▶ [Work item] What is needed is an exact copy of the lines from the start of the records below through the line with "Could you point to the metal fence", without the pictures.

▶ [Dataset excerpts]
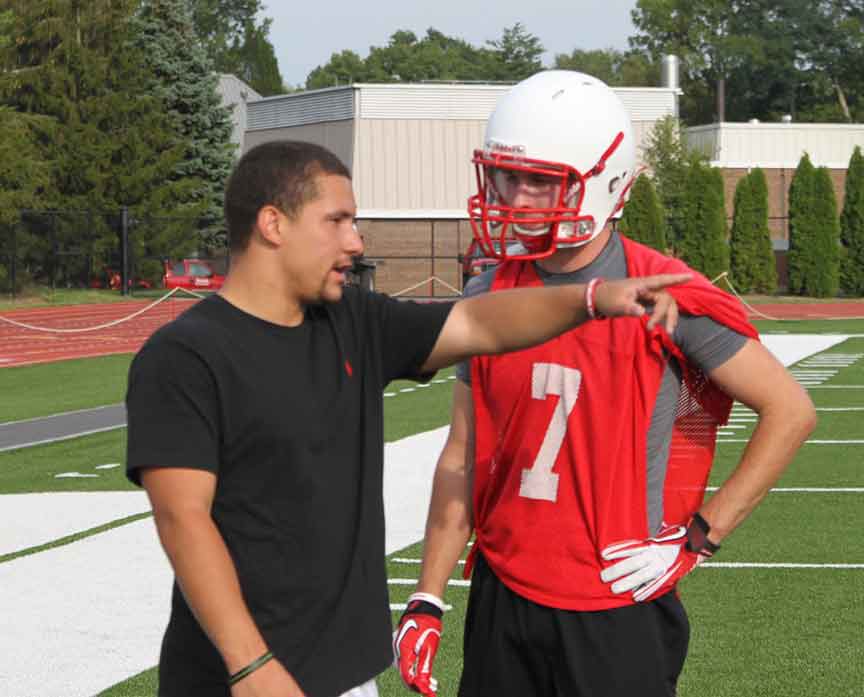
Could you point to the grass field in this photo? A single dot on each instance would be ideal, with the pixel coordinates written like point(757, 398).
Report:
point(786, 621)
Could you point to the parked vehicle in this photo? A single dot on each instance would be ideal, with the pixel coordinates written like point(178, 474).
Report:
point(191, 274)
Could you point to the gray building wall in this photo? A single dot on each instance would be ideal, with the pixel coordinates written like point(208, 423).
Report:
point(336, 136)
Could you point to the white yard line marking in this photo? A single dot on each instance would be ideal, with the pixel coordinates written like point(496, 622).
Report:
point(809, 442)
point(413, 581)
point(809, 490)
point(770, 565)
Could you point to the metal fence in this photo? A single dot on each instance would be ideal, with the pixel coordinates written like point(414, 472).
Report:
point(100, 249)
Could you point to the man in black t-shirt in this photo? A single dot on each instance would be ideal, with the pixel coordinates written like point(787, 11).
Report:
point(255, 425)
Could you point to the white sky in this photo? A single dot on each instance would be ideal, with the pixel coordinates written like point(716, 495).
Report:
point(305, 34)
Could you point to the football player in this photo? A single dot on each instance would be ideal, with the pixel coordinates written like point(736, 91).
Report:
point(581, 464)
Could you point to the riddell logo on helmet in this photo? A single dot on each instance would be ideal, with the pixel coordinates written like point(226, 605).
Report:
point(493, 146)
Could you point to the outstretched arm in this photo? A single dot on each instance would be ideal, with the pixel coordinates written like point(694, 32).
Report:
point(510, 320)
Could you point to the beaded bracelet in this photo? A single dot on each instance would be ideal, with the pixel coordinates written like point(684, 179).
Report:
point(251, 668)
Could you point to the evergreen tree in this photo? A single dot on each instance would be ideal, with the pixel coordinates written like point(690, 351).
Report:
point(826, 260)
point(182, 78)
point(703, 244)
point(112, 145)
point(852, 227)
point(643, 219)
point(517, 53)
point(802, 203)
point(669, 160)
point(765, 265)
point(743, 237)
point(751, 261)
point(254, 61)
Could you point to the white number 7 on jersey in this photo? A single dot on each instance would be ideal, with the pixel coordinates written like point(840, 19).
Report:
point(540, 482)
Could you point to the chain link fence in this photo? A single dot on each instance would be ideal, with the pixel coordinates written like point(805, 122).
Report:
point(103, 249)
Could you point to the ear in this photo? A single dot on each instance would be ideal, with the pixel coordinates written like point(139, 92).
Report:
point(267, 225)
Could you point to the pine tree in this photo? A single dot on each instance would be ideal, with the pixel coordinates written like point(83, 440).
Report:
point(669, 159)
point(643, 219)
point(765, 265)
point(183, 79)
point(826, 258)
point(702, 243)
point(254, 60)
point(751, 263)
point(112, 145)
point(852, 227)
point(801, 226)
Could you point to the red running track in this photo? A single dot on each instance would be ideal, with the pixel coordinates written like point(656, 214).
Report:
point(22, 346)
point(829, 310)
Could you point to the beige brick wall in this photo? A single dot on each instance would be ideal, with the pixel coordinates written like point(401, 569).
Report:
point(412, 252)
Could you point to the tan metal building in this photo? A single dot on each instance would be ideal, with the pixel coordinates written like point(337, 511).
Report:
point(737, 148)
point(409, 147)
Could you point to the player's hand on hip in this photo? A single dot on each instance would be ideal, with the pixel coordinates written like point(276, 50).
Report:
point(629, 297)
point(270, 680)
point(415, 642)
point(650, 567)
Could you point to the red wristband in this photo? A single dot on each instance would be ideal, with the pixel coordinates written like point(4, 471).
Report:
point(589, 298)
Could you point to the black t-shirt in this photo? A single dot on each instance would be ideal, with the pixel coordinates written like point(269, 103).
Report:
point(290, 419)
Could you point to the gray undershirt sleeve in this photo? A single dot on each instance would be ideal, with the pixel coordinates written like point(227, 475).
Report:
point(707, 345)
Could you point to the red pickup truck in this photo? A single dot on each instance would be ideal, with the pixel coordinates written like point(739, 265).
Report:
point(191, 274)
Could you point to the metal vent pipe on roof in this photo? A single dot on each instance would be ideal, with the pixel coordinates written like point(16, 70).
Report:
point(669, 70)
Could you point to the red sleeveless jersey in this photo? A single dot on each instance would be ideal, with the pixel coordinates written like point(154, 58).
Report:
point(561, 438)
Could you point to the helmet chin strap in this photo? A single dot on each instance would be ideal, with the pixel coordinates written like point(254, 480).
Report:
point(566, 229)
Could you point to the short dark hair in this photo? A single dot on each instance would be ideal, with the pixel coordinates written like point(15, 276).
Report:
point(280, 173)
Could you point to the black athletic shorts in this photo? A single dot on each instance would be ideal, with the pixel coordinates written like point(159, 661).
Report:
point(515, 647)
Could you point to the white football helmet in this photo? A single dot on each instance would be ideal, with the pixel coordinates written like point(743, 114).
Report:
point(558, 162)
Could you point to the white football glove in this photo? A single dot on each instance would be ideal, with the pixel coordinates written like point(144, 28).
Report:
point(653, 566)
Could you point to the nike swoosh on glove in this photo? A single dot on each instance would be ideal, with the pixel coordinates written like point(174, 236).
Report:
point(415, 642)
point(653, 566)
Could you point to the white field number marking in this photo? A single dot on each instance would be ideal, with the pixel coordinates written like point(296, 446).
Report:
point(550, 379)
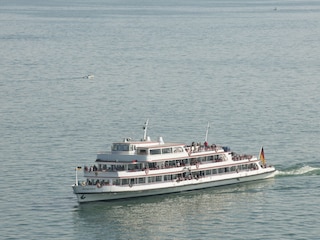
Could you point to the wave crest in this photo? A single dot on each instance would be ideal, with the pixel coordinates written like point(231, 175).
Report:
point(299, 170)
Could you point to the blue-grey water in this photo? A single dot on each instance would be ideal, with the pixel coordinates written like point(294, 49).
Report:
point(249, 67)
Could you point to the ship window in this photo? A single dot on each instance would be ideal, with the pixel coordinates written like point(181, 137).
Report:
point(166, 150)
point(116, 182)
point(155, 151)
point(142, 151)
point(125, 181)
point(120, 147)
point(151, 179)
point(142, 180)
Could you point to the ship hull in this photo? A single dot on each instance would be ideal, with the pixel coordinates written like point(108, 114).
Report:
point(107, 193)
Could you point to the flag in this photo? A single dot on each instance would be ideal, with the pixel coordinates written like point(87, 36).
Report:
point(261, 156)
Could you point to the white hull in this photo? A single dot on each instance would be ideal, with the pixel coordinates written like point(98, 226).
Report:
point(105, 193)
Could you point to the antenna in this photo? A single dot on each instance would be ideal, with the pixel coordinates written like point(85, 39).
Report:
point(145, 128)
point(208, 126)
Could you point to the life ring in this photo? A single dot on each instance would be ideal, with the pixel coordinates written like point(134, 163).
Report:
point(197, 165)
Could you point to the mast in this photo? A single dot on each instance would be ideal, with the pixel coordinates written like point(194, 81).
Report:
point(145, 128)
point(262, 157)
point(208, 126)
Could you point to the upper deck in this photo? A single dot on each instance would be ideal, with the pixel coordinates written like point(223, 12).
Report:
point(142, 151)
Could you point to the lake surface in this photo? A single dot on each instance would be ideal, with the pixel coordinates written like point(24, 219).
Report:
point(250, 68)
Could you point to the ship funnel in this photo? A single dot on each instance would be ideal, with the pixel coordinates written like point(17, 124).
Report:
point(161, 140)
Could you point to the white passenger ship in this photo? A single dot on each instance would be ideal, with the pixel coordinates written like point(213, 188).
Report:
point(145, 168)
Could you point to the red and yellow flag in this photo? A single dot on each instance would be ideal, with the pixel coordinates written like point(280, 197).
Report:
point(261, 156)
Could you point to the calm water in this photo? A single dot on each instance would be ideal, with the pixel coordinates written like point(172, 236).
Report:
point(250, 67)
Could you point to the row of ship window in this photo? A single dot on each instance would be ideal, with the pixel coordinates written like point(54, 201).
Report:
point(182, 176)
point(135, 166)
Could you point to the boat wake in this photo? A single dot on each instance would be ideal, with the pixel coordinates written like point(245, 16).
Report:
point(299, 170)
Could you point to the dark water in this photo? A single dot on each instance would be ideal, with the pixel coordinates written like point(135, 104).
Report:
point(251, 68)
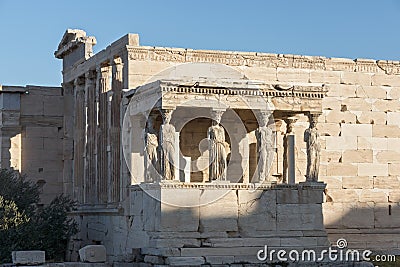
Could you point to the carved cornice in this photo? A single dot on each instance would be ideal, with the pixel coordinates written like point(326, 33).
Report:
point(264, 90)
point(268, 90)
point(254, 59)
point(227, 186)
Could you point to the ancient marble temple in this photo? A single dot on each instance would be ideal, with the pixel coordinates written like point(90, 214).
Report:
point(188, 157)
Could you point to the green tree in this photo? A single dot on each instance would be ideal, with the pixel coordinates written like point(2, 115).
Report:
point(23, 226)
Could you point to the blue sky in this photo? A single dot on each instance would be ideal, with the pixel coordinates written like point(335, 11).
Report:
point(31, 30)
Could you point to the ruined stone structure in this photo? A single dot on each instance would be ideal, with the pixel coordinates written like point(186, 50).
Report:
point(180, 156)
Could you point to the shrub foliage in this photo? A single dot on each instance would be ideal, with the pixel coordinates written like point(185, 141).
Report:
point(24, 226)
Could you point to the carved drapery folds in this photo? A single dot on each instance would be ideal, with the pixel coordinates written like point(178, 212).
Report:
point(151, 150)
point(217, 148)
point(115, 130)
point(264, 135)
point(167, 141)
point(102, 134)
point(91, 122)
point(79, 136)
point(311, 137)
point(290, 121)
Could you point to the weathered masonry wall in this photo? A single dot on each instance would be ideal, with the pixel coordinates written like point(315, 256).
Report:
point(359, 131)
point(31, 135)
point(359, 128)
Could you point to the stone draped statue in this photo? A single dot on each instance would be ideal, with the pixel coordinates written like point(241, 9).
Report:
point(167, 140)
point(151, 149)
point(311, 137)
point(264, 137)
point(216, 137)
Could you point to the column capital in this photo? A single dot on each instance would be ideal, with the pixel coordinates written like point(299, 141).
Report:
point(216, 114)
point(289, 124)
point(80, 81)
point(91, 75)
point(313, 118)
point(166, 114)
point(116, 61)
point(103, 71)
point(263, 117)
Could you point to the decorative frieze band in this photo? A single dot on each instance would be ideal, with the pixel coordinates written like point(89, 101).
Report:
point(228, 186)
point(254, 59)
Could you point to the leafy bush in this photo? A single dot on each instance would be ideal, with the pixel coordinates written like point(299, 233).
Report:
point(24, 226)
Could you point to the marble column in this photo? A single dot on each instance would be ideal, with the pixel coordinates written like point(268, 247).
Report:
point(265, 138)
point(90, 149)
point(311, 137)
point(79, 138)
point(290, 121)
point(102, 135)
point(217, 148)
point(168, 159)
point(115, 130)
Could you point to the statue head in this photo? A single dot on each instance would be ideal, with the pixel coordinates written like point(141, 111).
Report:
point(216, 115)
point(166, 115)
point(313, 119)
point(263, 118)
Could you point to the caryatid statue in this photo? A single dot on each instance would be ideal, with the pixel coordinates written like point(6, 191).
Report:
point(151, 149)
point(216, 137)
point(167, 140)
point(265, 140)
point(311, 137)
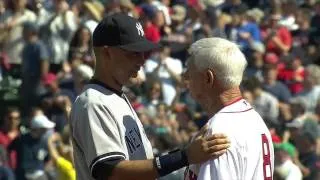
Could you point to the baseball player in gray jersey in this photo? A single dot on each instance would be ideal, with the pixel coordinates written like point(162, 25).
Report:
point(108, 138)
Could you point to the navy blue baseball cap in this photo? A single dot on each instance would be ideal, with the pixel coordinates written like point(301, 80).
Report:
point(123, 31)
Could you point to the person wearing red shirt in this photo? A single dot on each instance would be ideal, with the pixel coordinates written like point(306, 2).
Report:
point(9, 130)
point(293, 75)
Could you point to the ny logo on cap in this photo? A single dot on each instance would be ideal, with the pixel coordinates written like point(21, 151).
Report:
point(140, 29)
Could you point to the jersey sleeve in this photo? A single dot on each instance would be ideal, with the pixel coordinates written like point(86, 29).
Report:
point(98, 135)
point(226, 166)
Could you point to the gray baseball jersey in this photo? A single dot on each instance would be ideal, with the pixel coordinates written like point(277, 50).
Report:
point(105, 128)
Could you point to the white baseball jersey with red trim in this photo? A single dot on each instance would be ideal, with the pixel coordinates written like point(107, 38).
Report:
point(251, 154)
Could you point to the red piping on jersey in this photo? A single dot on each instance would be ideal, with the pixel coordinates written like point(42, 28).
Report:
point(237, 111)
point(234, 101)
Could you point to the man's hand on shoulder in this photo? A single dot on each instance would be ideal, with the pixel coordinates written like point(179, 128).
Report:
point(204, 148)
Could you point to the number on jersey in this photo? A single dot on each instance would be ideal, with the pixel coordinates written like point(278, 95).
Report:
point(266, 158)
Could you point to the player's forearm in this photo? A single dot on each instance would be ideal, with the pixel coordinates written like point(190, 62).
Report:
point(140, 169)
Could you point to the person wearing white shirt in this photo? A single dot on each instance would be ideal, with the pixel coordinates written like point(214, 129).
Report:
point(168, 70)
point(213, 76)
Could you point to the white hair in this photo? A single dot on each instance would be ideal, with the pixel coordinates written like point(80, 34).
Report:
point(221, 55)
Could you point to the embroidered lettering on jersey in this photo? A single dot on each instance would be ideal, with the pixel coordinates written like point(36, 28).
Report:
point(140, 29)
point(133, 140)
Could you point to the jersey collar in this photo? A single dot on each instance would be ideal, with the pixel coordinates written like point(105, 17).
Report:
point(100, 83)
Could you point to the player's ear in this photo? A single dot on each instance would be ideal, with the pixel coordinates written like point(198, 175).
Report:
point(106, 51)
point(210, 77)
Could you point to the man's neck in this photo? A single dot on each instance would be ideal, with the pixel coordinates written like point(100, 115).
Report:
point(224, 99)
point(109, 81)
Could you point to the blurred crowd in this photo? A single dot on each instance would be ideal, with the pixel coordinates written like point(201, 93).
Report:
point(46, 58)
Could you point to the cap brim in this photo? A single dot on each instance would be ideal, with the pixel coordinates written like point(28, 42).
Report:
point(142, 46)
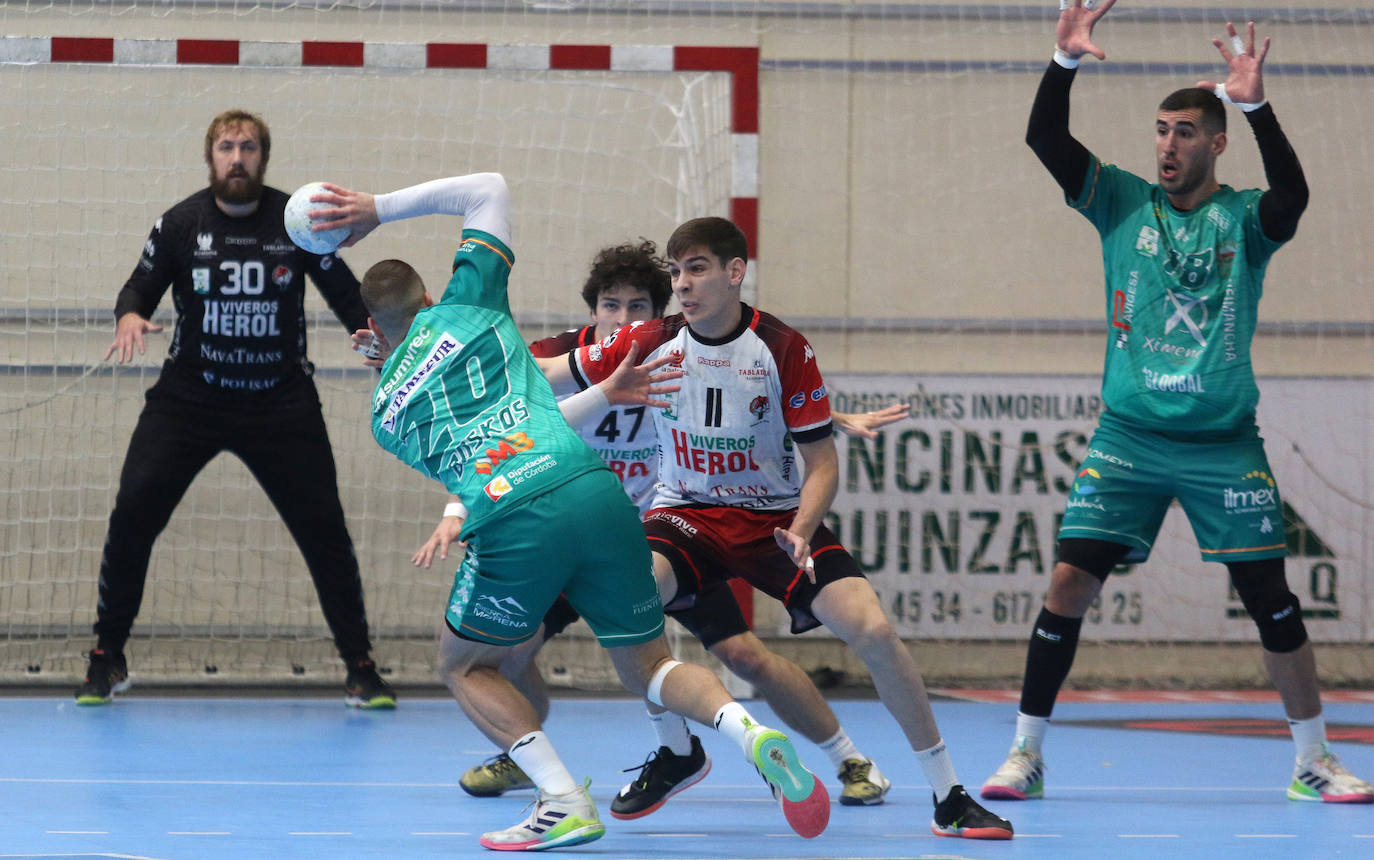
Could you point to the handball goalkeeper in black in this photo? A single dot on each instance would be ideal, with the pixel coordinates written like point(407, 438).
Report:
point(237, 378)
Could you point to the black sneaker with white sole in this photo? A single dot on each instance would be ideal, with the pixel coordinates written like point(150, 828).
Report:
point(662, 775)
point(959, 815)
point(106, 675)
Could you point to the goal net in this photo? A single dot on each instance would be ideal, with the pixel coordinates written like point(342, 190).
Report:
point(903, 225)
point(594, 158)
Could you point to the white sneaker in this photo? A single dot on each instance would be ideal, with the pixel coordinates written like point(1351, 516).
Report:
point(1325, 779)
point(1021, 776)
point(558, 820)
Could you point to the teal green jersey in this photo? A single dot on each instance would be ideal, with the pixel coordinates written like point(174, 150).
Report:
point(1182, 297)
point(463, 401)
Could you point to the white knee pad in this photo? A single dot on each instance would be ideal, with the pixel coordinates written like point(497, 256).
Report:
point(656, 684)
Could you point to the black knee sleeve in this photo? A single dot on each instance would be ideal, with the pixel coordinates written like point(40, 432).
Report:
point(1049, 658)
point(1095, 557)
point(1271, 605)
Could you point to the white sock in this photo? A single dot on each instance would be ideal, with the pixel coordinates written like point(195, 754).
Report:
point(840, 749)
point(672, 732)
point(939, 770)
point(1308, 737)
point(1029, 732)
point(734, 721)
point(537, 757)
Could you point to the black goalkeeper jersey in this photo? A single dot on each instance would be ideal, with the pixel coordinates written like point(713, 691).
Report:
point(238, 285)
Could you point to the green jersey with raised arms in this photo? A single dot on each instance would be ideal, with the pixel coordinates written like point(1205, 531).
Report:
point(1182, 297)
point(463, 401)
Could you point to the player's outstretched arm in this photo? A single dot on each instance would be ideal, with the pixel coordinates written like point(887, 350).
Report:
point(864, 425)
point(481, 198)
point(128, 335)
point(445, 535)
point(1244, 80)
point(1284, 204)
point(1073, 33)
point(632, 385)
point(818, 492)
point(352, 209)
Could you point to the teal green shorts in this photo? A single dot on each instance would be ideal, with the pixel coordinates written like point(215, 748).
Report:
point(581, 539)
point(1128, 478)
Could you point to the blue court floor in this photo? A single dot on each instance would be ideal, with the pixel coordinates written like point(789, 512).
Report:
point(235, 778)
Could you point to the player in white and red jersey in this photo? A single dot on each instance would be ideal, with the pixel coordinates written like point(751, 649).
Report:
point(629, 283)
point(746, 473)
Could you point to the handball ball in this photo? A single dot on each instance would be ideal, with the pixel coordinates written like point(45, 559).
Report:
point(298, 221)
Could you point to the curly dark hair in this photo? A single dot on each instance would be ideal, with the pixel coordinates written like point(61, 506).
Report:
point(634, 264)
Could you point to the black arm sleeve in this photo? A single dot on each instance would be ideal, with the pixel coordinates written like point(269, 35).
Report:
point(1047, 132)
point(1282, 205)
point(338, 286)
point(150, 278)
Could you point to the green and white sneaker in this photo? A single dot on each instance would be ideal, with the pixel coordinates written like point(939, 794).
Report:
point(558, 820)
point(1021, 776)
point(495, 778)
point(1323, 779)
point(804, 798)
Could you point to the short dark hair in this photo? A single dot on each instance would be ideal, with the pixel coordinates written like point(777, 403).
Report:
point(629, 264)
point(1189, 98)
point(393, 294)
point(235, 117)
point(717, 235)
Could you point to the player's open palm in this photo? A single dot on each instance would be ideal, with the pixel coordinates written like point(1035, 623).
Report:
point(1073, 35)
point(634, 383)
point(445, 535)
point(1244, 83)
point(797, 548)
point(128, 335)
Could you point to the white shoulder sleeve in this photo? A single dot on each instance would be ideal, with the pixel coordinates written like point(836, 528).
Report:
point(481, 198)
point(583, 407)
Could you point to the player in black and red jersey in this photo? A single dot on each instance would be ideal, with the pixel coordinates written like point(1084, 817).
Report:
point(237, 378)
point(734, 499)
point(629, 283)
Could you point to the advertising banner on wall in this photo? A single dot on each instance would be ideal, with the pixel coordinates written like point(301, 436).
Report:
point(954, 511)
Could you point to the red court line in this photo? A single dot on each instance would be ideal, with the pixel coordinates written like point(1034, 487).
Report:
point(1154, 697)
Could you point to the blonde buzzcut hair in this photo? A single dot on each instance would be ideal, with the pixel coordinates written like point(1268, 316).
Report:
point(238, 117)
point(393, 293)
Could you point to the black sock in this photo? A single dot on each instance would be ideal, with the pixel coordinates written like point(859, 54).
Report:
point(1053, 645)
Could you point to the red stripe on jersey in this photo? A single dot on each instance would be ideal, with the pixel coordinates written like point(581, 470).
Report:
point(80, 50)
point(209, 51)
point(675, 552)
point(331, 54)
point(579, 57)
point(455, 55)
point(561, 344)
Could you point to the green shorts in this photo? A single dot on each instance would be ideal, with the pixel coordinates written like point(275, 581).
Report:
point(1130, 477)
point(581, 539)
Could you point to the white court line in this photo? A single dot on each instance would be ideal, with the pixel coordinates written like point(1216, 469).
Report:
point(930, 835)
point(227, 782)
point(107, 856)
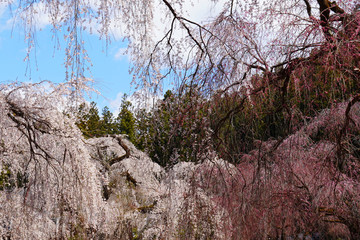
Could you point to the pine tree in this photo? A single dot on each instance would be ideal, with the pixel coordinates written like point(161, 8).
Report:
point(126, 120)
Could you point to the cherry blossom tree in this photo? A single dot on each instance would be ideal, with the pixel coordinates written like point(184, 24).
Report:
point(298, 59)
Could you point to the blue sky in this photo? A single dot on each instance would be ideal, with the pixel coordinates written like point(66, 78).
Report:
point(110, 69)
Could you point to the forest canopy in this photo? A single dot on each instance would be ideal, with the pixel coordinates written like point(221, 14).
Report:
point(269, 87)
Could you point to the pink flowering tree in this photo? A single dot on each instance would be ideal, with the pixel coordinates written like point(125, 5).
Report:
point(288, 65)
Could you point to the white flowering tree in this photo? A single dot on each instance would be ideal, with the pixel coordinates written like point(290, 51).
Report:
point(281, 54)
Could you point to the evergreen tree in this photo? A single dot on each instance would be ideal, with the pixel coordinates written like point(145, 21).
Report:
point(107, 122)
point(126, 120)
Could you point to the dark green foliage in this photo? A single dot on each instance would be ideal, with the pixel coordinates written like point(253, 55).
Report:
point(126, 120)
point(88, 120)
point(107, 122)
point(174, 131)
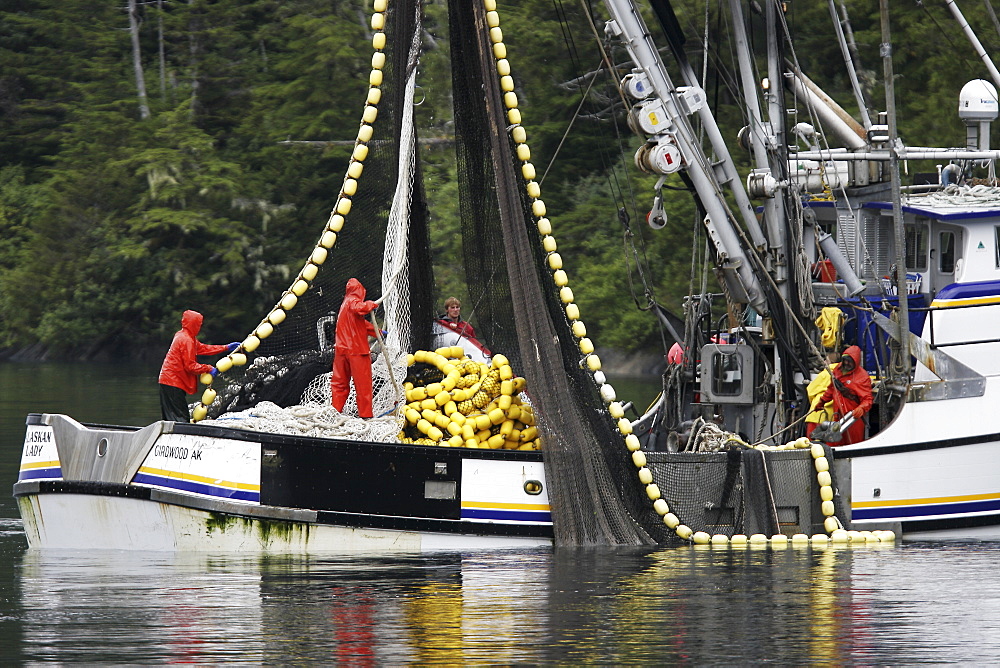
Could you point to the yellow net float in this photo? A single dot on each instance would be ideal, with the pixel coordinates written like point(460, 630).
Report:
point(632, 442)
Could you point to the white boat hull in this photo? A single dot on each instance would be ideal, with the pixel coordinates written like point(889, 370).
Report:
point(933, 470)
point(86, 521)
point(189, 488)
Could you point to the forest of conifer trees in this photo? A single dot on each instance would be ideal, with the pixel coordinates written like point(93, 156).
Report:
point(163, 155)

▶ [Answer to this task]
Could you point to the grass field in this photo? A single dot on each instance would be ideal, with the pixel coordinates written like point(757, 398).
Report:
point(786, 621)
Could you point to the parked vehicle in this photo? A single dot on each instance would be ideal, with the pixel coordinates written like point(178, 474).
Report:
point(191, 274)
Could you point to the gray building wall in this photo? A single dot on each instance would be ideal, with the pixel coordinates written like point(208, 423).
Report:
point(336, 136)
Could you point to the white yard line marking in this photo? A single dot on each instance would be ideal, with the pixel coordinates written like point(496, 622).
Report:
point(809, 442)
point(413, 581)
point(809, 490)
point(770, 565)
Could you point to the metal fence in this photo? A single dot on each instance would be ideal, with the pixel coordinates written like point(414, 472).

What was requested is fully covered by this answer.